> EXCERPTED TEXT:
----------

With the preform in the retained position shown in FIG. 4, a subsequent lateral force F2 is applied to the upper region of the preform. This force F2 will be of a greater force than the initial force and of a value great enough to overcome the spring bias of the spring means 28 and bring the upper section 16 into alignment with the lower section 18. With the spring loaded in this manner, the switch section is subjected to a second dip of heat fusible organic material to provide a complete covering 32 of the spring region 26, the contact point 28, portions of upper subsection 16, all of lower subsection 18, as well as the initial encapsulation 30. The two dips of fusible organic material may, of course, be of exactly the same material and may become essentially homogeneous. Upon cooling of the heat fusible material following this second dip, the circuit will be closed and the spring loaded in a subassembly shown in FIG. 5.

Attention is now directed to the preform shown in FIG. 2. The opposing terminal wire portions 14 will be severed at the bight portion to provide two leads for the component. The bight portion is preferably severed prior to the second dipping step in order to reduce the shear stress on the contact region. Notches 38 interconnecting terminal wire portions 14 facilitate such a severing.

Following the second dip step, the switch section of the device and the heat fusible encapsulation 32 is totally and conformally coated with a layer of rigid insulating material 34. This coating 34 may also be done in a dipping process but conventional casing techniques may be utilized as long as the casing intimately and conformally surrounds the heat fusible material and provides a structure for protecting the switch circuit while electrically insulating the lead wires 14 at their point of entry into the switch section. Certain types of epoxy material are capable of functioning as the rigid insulating encasing material as long as the material sufficiently resists cold flow responsive to the energy stored in the spring sections. However, while the invention may be herein described as utilizing epoxy as the encasing material, it should be understood that epoxy is only representative of a suitable material and the invention should not be restricted to a particular rigid insulating material.

The device shown in FIG. 6, thus, is representative of the switch in its final loaded condition capable of transmitting current from one lead wire 14 to the other. When the environmental or ambient temperature reaches a predetermined level, the heat fusible organic 30 and 32 will flow or liquify allowing the energy stored in the spring to be released and thus providing the open circuit structure shown in FIG. 7. The upper sections 16 will be locked in the epoxy so lower region 18 and contacts 28 will spring laterally outwardly relative to the opposing wire sections and resume a substantially relaxed position as the energy is released in the spring. The cavity within the epoxy coating 34 will contain generally only the heat fusible material so that when the organic melts the displaced organic will flow between the lead wires and increase the dielectric strength between the open contacts. This construction also acts to preclude the formation of a corona discharge since no air will be present to ionize.

----------

> GIVEN INFORMATION:
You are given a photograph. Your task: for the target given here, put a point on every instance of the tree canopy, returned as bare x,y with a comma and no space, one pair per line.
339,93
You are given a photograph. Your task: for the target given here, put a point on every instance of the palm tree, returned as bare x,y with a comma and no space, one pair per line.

----------

> REQUESTS:
1. Answer the following about the text on the thermal switch:
(a) Why is the bight portion preferably severed before the second dipping step?
(b) What material is named as capable of serving as the rigid insulating encasing material, and on what condition?
(c) Why does the construction preclude the formation of a corona discharge?
2. Resume the text on the thermal switch, beginning after its final sentence.
The material on this page is not needed for this work.

> ANSWERS FOR THE EXERCISE:
1.
(a) Severing it first reduces the shear stress on the contact region.
(b) Certain types of epoxy can serve, provided the material sufficiently resists cold flow in response to the energy stored in the spring sections.
(c) No air will be present to ionize.

2.
The lead wire in the switch region 15 flattened to distribute the contact reaction force and, thus, the tendency of the energy being dissipated by cold flow of the organic. The switch section will also be of generally constant cross-sectional configuration which tends to eliminate hot spots in the electrical switch circuit. The spring sections are generally very thin and are extruded laterally with a generally concave surface formed in the outwardly facing portions of the wire. No more heat is dissipated in the spring portions than in any other unit length of the conductor wire. Since the spring section will have greater area per unit length than a round wire, it follows that the springs will be cooler than the remaining conductor in the event of a very high sustained current. Further, the heated fusion of the organic acts to heat sink the leads so that the leads will remain at approximately the organic melting point thus protecting the integrity of the spring.

Turning to FIGS. 8-12, a further embodiment of the invention is described which provides a continuing preloading force at the contact region to further enhance the reliability of the device. The switch section 15a of the embodiment differs from the device described above in the preferred embodiment by the addition of a secondary spring in the system at the point of contact. One of the conductor wire switch sections will include an upper portion 16a and a primary spring region 26a to load energy in the system in a manner similar to the system described above relative to FIGS. 1-7. The contact region 28a includes a further spring by virtue of hinge 27a at the contact region at the juncture of upper portion 16a and lower portion 18a.

Both of the opposing conductor wire portions in the switch section 15a are flattened to a substantially continuous, thin cross-sectional configuration from tips 22a to the point of intersection 17a with the round lead wires 14a. Lower portions 18a are bent outwardly from the remaining, upper portions of the spring section. The bend lines 27a effectively provide a secondary spring in the system. The contact protuberances 28a are located substantially at bend lines 27a and thereby serve as a fulcrum about which the springs in the system are loaded.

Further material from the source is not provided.